> **O que fazer**
Transcreva sem alterações a passagem do texto sobre branquitude e cotas raciais que começa em "Em seguida, o" e segue até "é nada ingênuo.".

> **Trecho do documento**
O documentário ‘Raça Humana’, produzido pela TV Câmera na Universidade de Brasília, nos apresenta colocações coerentes a esta análise. Davi Lyra, estudante do curso de Engenharia Elétrica, em encontro com os alunos contrários às cotas, afirma: “Eu vim de uma cultura onde a excelência acadêmica era valorizada e que era importante você se destacar, entrei na universidade com o pensamento um pouco nessa linha, quando eu chego à universidade eu vejo que tem na minha sala, a nota de corte do sistema universal foi 180, uma pessoa que entra com 30 no vestibular. Eu fico pensando que essa pessoa que entrou com 30 tirou a vaga de uma garoto que tirou 175”.

Dentre as tantas análises pertinentes a esta colocação, vou me ater ao termo “tirou a vaga”, em que se percebe a conotação de prejuízo ou até mesmo injustiça que é atribuído ao sistema de cotas. O primeiro traço marcante de sua branquitude acrítica é justamente o de defesa do privilégio de seu grupo racial, neste caso, de acordo com um discurso meritocrata.

Em seguida, o mesmo afirma: “Um país em que a maior festa popular é comandada por negros, que é o carnaval, tanto no Rio de Janeiro, como em Salvador, em todos os estados do Brasil, não pode ser considerado um país racista, um país onde os negros tem igualdade de oportunidades, não interessa onde eles estejam, não é um país racista.” Nesse ponto creio que não preciso retomar as discussões sobre as estratégias dos/a brancos/a de reencantar as relações raciais e dizer: está tudo bem, aqui não existe racismo. Bem como não vou me ater ao contra discurso, falar do carnaval racista brasileiro me roubaria linhas à diante. Na verdade, nem sei se devo considerar sua colocação como ofensa ou como piada de mau gosto, mas considero a certeza de que não é nada ingênuo.

Assim traçado, sinteticamente, o perfil da branquitude acrítica, ou seja, os/a brancos/a que, reconhecendo ou não a existência de raça/racismo, acobertam as suas condições de privilégios e adotam mecanismos de defesa e reestruturação da hierarquia das raças mesmo com o falso discurso de igualdade ou mito de democracia racial.

Já sobre os brancos críticos, considera-se àqueles que compreendem as relações raciais, reconhecem suas categorias de poder e/ou privilégios e desenvolvem um discurso racial(izado). Por exemplo, o ator Pedro Cardoso revela sua criticidade ao ser entrevistado por Lázaro Ramos, então apresentador do Programa Espelho. O entrevistado afirma a importância das cotas raciais para gerar igualdade na sociedade brasileira, afirmando: “não dá pra dizer que eu com essa história branquinha parto do mesmo lugar que um menino que nasce na favela vindo com essa história de escravidão que tem no Brasil, não dá pra dizer que minhas filhas e ele estão tendo a mesma oportunidade na vida, esse cara tem 350 anos de opressão, de humilhação, de ofensa”. Este sujeito fala de um lugar e este lugar tem demarcações históricas pertinentes às diferenciações raciais.

> **Linhas de registros**
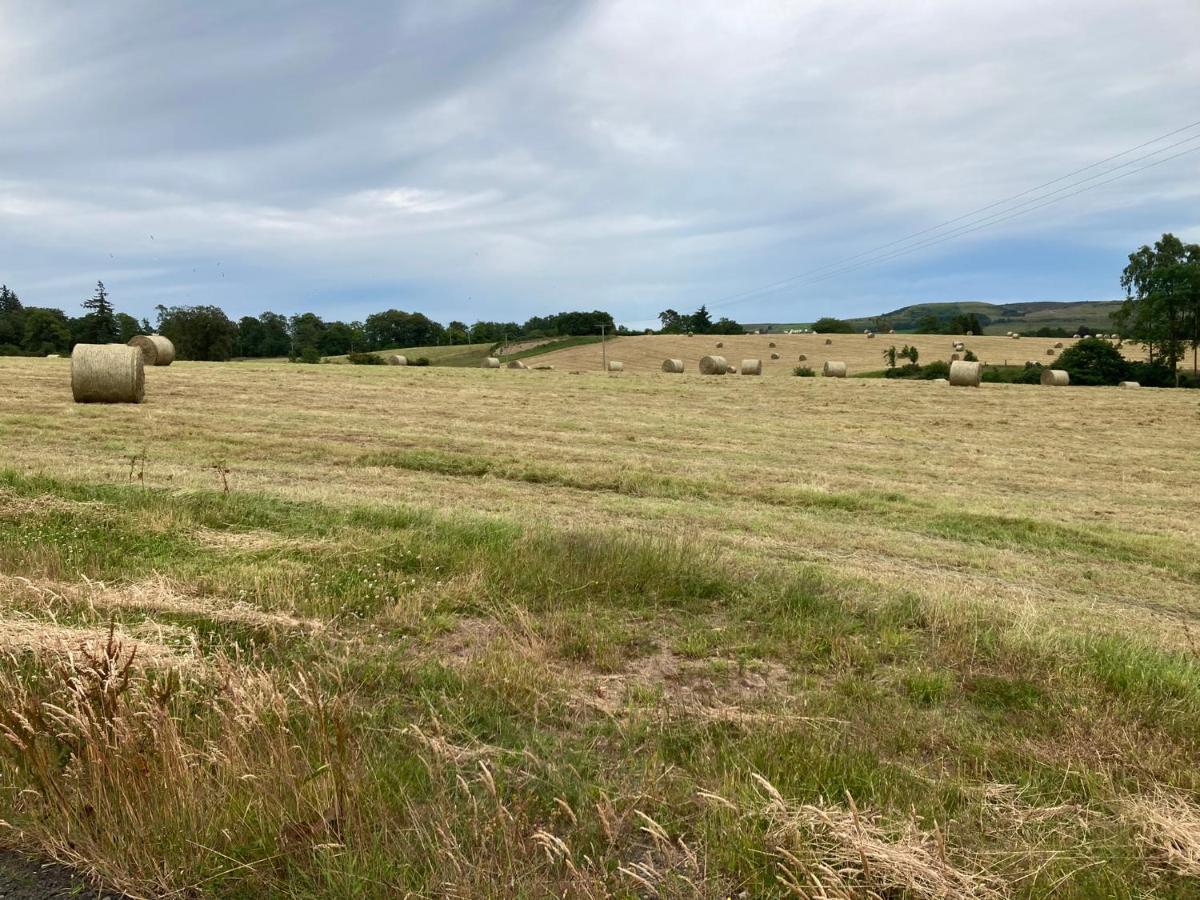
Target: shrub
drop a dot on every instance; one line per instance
(1032, 375)
(1155, 375)
(829, 325)
(937, 369)
(1095, 361)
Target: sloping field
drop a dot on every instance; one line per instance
(469, 354)
(645, 353)
(375, 631)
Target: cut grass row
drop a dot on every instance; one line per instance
(456, 729)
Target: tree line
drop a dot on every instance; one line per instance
(37, 331)
(207, 333)
(699, 323)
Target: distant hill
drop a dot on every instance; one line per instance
(996, 318)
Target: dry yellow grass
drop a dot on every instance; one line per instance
(645, 353)
(636, 454)
(534, 631)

> **Resposta escrita**
Em seguida, o mesmo afirma: “Um país em que a maior festa popular é comandada por negros, que é o carnaval, tanto no Rio de Janeiro, como em Salvador, em todos os estados do Brasil, não pode ser considerado um país racista, um país onde os negros tem igualdade de oportunidades, não interessa onde eles estejam, não é um país racista.” Nesse ponto creio que não preciso retomar as discussões sobre as estratégias dos/a brancos/a de reencantar as relações raciais e dizer: está tudo bem, aqui não existe racismo. Bem como não vou me ater ao contra discurso, falar do carnaval racista brasileiro me roubaria linhas à diante. Na verdade, nem sei se devo considerar sua colocação como ofensa ou como piada de mau gosto, mas considero a certeza de que não é nada ingênuo.